• **What you should do**
Reproduce each line of the data below without any changes.

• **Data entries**
════════════════════

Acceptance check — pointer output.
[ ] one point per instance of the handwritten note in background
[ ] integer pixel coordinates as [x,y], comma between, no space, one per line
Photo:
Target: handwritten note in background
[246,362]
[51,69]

════════════════════

• **Correct output**
Acceptance check — pointer output.
[ ] one point per instance of the handwritten note in background
[ ] integer pixel coordinates as [x,y], comma between, no space, one per line
Photo:
Target: handwritten note in background
[246,362]
[51,69]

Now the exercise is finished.